What you have to do:
With the pictures removed, reproduce exactly the lines from the one that contains "[point] every instance of the spectator" through the last line of the entries below.

[Source data Boundary: Start]

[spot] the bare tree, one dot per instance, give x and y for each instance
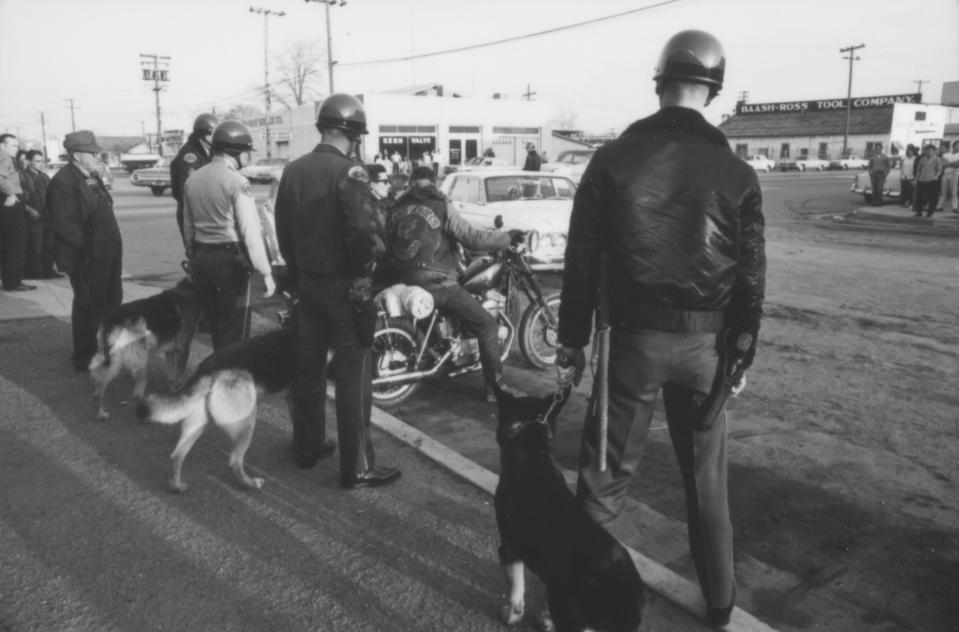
(299, 68)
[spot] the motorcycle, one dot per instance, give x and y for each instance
(414, 342)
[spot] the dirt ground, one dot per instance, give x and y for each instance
(843, 454)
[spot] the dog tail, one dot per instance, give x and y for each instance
(172, 408)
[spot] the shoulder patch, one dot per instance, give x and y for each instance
(358, 173)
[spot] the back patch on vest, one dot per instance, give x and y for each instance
(416, 234)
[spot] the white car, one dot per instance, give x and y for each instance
(760, 163)
(570, 163)
(533, 201)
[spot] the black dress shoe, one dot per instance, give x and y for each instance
(373, 477)
(309, 460)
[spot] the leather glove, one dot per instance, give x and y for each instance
(739, 343)
(362, 290)
(570, 364)
(516, 236)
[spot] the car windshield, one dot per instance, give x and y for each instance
(509, 188)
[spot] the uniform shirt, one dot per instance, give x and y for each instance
(9, 176)
(218, 208)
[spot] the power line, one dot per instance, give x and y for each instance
(507, 40)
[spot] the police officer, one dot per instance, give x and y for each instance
(679, 218)
(421, 241)
(325, 228)
(194, 154)
(223, 237)
(87, 241)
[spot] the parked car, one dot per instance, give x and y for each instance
(570, 163)
(890, 189)
(760, 162)
(156, 177)
(850, 162)
(803, 164)
(265, 170)
(537, 202)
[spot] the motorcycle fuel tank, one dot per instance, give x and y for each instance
(482, 275)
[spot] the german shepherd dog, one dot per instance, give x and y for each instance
(132, 332)
(591, 582)
(224, 391)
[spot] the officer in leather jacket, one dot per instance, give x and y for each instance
(326, 232)
(195, 153)
(679, 218)
(421, 235)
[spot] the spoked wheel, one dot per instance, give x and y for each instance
(537, 339)
(394, 353)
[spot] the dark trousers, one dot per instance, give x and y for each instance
(97, 289)
(13, 226)
(878, 181)
(927, 197)
(682, 365)
(326, 321)
(454, 299)
(223, 283)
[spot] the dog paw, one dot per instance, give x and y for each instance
(544, 622)
(513, 613)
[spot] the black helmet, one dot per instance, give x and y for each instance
(692, 56)
(232, 137)
(204, 124)
(342, 111)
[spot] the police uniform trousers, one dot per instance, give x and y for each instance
(681, 364)
(326, 321)
(222, 277)
(13, 227)
(97, 288)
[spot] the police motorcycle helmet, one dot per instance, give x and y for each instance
(204, 125)
(344, 112)
(692, 56)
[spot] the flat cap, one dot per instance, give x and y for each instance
(84, 140)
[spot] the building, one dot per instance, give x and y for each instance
(819, 128)
(419, 121)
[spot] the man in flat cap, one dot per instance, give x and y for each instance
(87, 241)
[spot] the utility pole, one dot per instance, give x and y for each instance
(43, 132)
(157, 75)
(266, 69)
(852, 57)
(73, 118)
(329, 37)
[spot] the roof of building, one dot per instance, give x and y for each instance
(826, 123)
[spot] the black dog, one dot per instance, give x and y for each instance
(591, 582)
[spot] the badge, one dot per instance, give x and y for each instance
(358, 173)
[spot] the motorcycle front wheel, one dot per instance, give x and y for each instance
(394, 353)
(537, 339)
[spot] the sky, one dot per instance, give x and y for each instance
(598, 75)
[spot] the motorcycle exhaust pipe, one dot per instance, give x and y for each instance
(404, 378)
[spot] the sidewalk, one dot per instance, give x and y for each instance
(682, 597)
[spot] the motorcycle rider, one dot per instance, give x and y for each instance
(422, 233)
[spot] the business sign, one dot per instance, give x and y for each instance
(826, 105)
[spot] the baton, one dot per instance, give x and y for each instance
(723, 388)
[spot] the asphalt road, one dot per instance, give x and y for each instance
(90, 539)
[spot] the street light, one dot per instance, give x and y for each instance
(329, 37)
(266, 68)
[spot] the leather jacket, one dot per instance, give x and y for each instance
(680, 218)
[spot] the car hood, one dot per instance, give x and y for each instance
(541, 215)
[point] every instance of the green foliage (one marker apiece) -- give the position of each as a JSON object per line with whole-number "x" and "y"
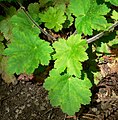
{"x": 67, "y": 92}
{"x": 33, "y": 9}
{"x": 114, "y": 2}
{"x": 5, "y": 25}
{"x": 103, "y": 48}
{"x": 67, "y": 83}
{"x": 69, "y": 54}
{"x": 28, "y": 50}
{"x": 89, "y": 16}
{"x": 114, "y": 15}
{"x": 20, "y": 20}
{"x": 54, "y": 17}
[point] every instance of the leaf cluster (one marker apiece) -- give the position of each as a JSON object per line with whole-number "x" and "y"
{"x": 67, "y": 83}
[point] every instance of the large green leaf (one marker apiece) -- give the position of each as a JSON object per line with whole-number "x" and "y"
{"x": 26, "y": 52}
{"x": 23, "y": 23}
{"x": 69, "y": 54}
{"x": 54, "y": 17}
{"x": 67, "y": 92}
{"x": 89, "y": 15}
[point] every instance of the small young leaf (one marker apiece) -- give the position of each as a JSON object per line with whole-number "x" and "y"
{"x": 23, "y": 23}
{"x": 114, "y": 2}
{"x": 114, "y": 15}
{"x": 69, "y": 54}
{"x": 33, "y": 9}
{"x": 103, "y": 48}
{"x": 89, "y": 16}
{"x": 26, "y": 52}
{"x": 67, "y": 92}
{"x": 54, "y": 17}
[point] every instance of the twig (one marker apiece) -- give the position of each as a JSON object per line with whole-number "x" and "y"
{"x": 28, "y": 15}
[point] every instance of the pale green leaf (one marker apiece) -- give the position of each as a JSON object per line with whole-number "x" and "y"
{"x": 8, "y": 78}
{"x": 113, "y": 42}
{"x": 1, "y": 48}
{"x": 23, "y": 23}
{"x": 33, "y": 9}
{"x": 54, "y": 17}
{"x": 67, "y": 92}
{"x": 89, "y": 15}
{"x": 114, "y": 2}
{"x": 69, "y": 54}
{"x": 26, "y": 52}
{"x": 114, "y": 15}
{"x": 103, "y": 48}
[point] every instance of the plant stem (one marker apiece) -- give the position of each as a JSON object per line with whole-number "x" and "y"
{"x": 43, "y": 31}
{"x": 96, "y": 37}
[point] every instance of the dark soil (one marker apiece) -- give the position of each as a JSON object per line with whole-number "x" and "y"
{"x": 28, "y": 101}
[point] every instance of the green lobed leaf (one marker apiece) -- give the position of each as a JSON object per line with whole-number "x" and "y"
{"x": 114, "y": 2}
{"x": 114, "y": 41}
{"x": 103, "y": 48}
{"x": 67, "y": 92}
{"x": 26, "y": 52}
{"x": 69, "y": 54}
{"x": 23, "y": 23}
{"x": 114, "y": 15}
{"x": 54, "y": 17}
{"x": 33, "y": 9}
{"x": 89, "y": 16}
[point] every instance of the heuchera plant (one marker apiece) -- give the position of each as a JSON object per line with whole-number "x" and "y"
{"x": 67, "y": 83}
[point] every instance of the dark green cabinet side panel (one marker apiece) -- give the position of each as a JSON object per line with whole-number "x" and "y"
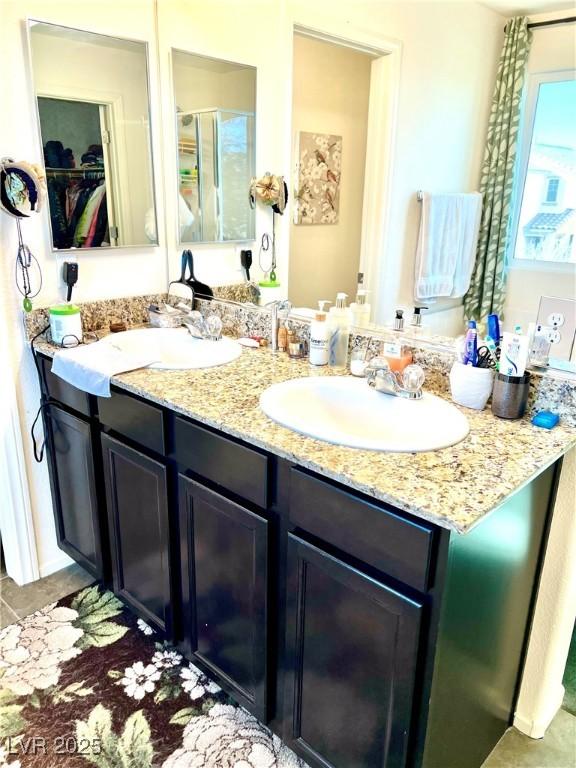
{"x": 492, "y": 578}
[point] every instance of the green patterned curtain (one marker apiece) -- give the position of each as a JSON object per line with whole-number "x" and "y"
{"x": 487, "y": 288}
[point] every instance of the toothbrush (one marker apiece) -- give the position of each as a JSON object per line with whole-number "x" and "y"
{"x": 492, "y": 349}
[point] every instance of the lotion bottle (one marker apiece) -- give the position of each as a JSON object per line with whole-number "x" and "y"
{"x": 360, "y": 310}
{"x": 320, "y": 334}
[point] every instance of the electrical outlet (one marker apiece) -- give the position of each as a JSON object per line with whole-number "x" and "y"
{"x": 556, "y": 318}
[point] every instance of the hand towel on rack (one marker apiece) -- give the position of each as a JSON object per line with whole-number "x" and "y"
{"x": 91, "y": 366}
{"x": 447, "y": 241}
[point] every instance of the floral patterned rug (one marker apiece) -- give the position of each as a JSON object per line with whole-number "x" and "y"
{"x": 82, "y": 682}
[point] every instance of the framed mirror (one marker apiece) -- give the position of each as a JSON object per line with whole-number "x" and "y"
{"x": 215, "y": 106}
{"x": 94, "y": 120}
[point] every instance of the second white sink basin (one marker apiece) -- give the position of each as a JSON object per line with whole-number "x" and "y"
{"x": 175, "y": 349}
{"x": 344, "y": 410}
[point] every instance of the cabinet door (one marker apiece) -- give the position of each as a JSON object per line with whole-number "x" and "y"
{"x": 225, "y": 591}
{"x": 137, "y": 500}
{"x": 352, "y": 647}
{"x": 74, "y": 494}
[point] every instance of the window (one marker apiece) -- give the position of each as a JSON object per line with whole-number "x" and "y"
{"x": 545, "y": 218}
{"x": 552, "y": 191}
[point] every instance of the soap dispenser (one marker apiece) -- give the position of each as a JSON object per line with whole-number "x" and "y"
{"x": 320, "y": 334}
{"x": 399, "y": 320}
{"x": 339, "y": 319}
{"x": 360, "y": 310}
{"x": 417, "y": 316}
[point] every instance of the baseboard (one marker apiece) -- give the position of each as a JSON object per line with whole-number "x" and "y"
{"x": 537, "y": 728}
{"x": 63, "y": 561}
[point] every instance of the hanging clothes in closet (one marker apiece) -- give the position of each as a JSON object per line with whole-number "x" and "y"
{"x": 77, "y": 197}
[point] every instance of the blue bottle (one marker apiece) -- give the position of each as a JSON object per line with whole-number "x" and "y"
{"x": 471, "y": 344}
{"x": 493, "y": 329}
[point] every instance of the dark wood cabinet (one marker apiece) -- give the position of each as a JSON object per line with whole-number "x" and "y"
{"x": 137, "y": 502}
{"x": 73, "y": 480}
{"x": 364, "y": 636}
{"x": 352, "y": 653}
{"x": 225, "y": 591}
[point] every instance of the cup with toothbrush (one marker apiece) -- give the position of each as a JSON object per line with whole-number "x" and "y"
{"x": 472, "y": 374}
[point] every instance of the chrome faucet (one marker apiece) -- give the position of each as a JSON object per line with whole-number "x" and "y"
{"x": 275, "y": 307}
{"x": 203, "y": 328}
{"x": 383, "y": 379}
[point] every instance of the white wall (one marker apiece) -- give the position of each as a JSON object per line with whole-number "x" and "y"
{"x": 102, "y": 273}
{"x": 450, "y": 54}
{"x": 331, "y": 88}
{"x": 542, "y": 692}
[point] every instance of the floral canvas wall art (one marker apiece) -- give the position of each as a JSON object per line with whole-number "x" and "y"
{"x": 318, "y": 175}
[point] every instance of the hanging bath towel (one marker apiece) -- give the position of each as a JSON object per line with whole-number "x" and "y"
{"x": 447, "y": 243}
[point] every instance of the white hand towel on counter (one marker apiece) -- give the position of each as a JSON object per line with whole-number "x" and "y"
{"x": 91, "y": 366}
{"x": 447, "y": 241}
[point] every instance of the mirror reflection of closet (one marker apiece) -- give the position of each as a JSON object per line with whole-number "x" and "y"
{"x": 72, "y": 132}
{"x": 215, "y": 115}
{"x": 94, "y": 119}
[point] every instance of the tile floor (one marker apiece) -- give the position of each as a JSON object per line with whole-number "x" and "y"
{"x": 514, "y": 750}
{"x": 17, "y": 602}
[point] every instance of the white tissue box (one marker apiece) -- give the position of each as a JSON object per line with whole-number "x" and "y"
{"x": 470, "y": 386}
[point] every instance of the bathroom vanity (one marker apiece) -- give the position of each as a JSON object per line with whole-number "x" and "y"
{"x": 366, "y": 632}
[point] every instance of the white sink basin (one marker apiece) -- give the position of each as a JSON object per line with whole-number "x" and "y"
{"x": 175, "y": 349}
{"x": 344, "y": 410}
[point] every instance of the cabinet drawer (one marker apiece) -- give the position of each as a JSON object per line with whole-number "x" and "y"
{"x": 368, "y": 531}
{"x": 241, "y": 470}
{"x": 141, "y": 422}
{"x": 64, "y": 393}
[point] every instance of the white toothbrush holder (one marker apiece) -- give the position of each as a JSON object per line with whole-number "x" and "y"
{"x": 470, "y": 386}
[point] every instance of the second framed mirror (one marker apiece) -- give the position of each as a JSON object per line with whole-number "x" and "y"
{"x": 215, "y": 105}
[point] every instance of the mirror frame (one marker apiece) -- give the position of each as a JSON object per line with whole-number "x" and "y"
{"x": 30, "y": 22}
{"x": 173, "y": 117}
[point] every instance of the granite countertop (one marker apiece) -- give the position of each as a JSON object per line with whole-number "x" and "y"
{"x": 452, "y": 487}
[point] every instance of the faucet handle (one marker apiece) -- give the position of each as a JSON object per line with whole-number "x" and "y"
{"x": 378, "y": 363}
{"x": 413, "y": 377}
{"x": 213, "y": 327}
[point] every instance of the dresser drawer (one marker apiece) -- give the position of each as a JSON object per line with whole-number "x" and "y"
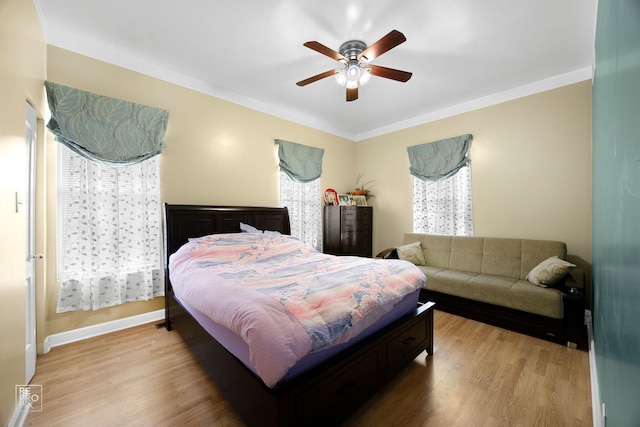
{"x": 406, "y": 345}
{"x": 344, "y": 390}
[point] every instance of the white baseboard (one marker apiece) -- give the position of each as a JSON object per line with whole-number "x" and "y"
{"x": 596, "y": 410}
{"x": 20, "y": 414}
{"x": 100, "y": 329}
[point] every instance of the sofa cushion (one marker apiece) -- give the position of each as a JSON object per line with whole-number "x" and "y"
{"x": 436, "y": 249}
{"x": 536, "y": 251}
{"x": 411, "y": 252}
{"x": 498, "y": 290}
{"x": 501, "y": 257}
{"x": 549, "y": 272}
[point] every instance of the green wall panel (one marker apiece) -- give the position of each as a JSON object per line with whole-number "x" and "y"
{"x": 616, "y": 210}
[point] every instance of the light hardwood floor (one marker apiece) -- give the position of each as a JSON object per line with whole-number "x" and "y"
{"x": 479, "y": 375}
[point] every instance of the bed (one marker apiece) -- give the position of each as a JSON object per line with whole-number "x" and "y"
{"x": 327, "y": 385}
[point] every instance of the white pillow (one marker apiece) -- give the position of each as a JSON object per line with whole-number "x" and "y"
{"x": 549, "y": 272}
{"x": 246, "y": 228}
{"x": 412, "y": 252}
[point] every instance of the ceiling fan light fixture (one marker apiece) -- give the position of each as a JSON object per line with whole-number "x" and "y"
{"x": 353, "y": 75}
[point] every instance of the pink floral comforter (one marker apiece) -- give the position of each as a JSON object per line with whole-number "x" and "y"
{"x": 284, "y": 298}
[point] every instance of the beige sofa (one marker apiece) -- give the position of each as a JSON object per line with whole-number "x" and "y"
{"x": 492, "y": 280}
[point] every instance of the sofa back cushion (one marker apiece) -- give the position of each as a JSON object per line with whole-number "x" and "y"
{"x": 487, "y": 255}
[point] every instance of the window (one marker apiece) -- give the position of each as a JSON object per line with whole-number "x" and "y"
{"x": 443, "y": 207}
{"x": 109, "y": 232}
{"x": 303, "y": 202}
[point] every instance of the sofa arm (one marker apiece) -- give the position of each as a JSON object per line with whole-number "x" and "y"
{"x": 574, "y": 305}
{"x": 574, "y": 281}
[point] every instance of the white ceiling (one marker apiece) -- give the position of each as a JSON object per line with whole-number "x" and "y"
{"x": 463, "y": 54}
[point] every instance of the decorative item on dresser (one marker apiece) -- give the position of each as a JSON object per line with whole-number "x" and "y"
{"x": 347, "y": 230}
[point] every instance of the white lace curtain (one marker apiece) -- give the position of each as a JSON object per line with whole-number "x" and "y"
{"x": 442, "y": 186}
{"x": 109, "y": 232}
{"x": 443, "y": 207}
{"x": 303, "y": 202}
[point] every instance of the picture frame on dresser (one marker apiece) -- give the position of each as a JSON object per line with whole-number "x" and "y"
{"x": 344, "y": 200}
{"x": 359, "y": 200}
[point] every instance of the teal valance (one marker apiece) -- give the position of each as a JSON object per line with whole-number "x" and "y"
{"x": 103, "y": 129}
{"x": 441, "y": 159}
{"x": 300, "y": 162}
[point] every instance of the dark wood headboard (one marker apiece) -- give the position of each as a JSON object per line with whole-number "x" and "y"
{"x": 184, "y": 221}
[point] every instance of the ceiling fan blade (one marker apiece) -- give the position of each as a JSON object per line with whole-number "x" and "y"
{"x": 352, "y": 94}
{"x": 316, "y": 77}
{"x": 319, "y": 47}
{"x": 390, "y": 73}
{"x": 386, "y": 43}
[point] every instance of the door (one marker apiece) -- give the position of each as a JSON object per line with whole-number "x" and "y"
{"x": 29, "y": 211}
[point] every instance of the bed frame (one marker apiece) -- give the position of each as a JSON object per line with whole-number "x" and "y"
{"x": 324, "y": 395}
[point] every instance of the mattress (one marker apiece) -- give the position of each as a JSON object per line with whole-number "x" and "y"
{"x": 240, "y": 349}
{"x": 285, "y": 300}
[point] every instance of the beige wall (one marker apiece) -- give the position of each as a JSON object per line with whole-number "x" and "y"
{"x": 218, "y": 153}
{"x": 22, "y": 71}
{"x": 531, "y": 170}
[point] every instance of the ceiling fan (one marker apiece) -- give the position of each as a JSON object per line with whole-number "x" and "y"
{"x": 355, "y": 57}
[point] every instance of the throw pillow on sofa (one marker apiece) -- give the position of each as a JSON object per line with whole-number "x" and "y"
{"x": 549, "y": 272}
{"x": 412, "y": 252}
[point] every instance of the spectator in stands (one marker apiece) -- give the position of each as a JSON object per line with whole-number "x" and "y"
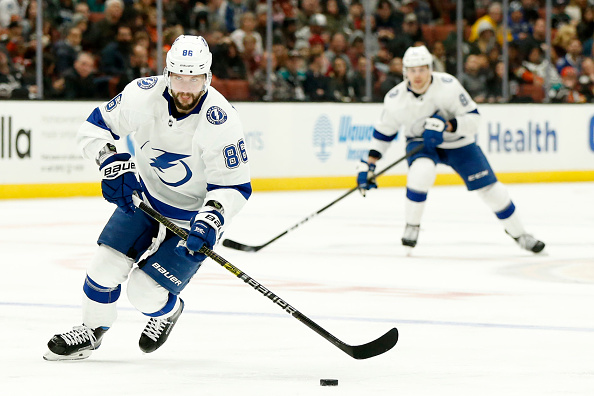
{"x": 393, "y": 77}
{"x": 568, "y": 90}
{"x": 79, "y": 81}
{"x": 336, "y": 16}
{"x": 105, "y": 31}
{"x": 585, "y": 27}
{"x": 82, "y": 8}
{"x": 356, "y": 17}
{"x": 248, "y": 24}
{"x": 535, "y": 67}
{"x": 473, "y": 80}
{"x": 559, "y": 17}
{"x": 356, "y": 48}
{"x": 537, "y": 38}
{"x": 314, "y": 32}
{"x": 562, "y": 38}
{"x": 229, "y": 64}
{"x": 421, "y": 8}
{"x": 440, "y": 59}
{"x": 573, "y": 57}
{"x": 494, "y": 17}
{"x": 66, "y": 51}
{"x": 411, "y": 33}
{"x": 586, "y": 79}
{"x": 520, "y": 28}
{"x": 281, "y": 91}
{"x": 386, "y": 17}
{"x": 341, "y": 86}
{"x": 360, "y": 83}
{"x": 294, "y": 73}
{"x": 316, "y": 84}
{"x": 9, "y": 80}
{"x": 115, "y": 57}
{"x": 11, "y": 10}
{"x": 530, "y": 10}
{"x": 251, "y": 59}
{"x": 305, "y": 13}
{"x": 495, "y": 85}
{"x": 485, "y": 41}
{"x": 337, "y": 49}
{"x": 233, "y": 14}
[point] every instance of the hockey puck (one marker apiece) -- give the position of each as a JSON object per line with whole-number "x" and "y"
{"x": 328, "y": 382}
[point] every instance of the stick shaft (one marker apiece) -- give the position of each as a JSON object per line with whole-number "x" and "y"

[Source data Boundary: End]

Answer to this problem:
[point] every instance of the spectator in stands (one marker apiece) -- give the position of each as a JSON object per line with whole-number "x" and "y"
{"x": 393, "y": 77}
{"x": 568, "y": 90}
{"x": 79, "y": 81}
{"x": 336, "y": 16}
{"x": 105, "y": 31}
{"x": 585, "y": 27}
{"x": 82, "y": 8}
{"x": 356, "y": 17}
{"x": 248, "y": 24}
{"x": 535, "y": 67}
{"x": 473, "y": 80}
{"x": 559, "y": 17}
{"x": 356, "y": 48}
{"x": 537, "y": 38}
{"x": 314, "y": 32}
{"x": 562, "y": 38}
{"x": 229, "y": 64}
{"x": 421, "y": 8}
{"x": 440, "y": 59}
{"x": 573, "y": 57}
{"x": 494, "y": 17}
{"x": 66, "y": 51}
{"x": 411, "y": 33}
{"x": 586, "y": 79}
{"x": 520, "y": 28}
{"x": 281, "y": 91}
{"x": 386, "y": 17}
{"x": 341, "y": 86}
{"x": 360, "y": 83}
{"x": 294, "y": 73}
{"x": 316, "y": 84}
{"x": 9, "y": 80}
{"x": 115, "y": 57}
{"x": 11, "y": 10}
{"x": 530, "y": 10}
{"x": 251, "y": 59}
{"x": 305, "y": 13}
{"x": 495, "y": 85}
{"x": 485, "y": 41}
{"x": 337, "y": 49}
{"x": 233, "y": 14}
[point] every instance of the hockey puck (one marker apiece) -- give the position of each as a JSON object per line with whole-number "x" and "y"
{"x": 328, "y": 382}
[point] every instance of the stick shaft (one marker apiece) -- give the position of each as a JSON object per line with whole-number "x" and "y"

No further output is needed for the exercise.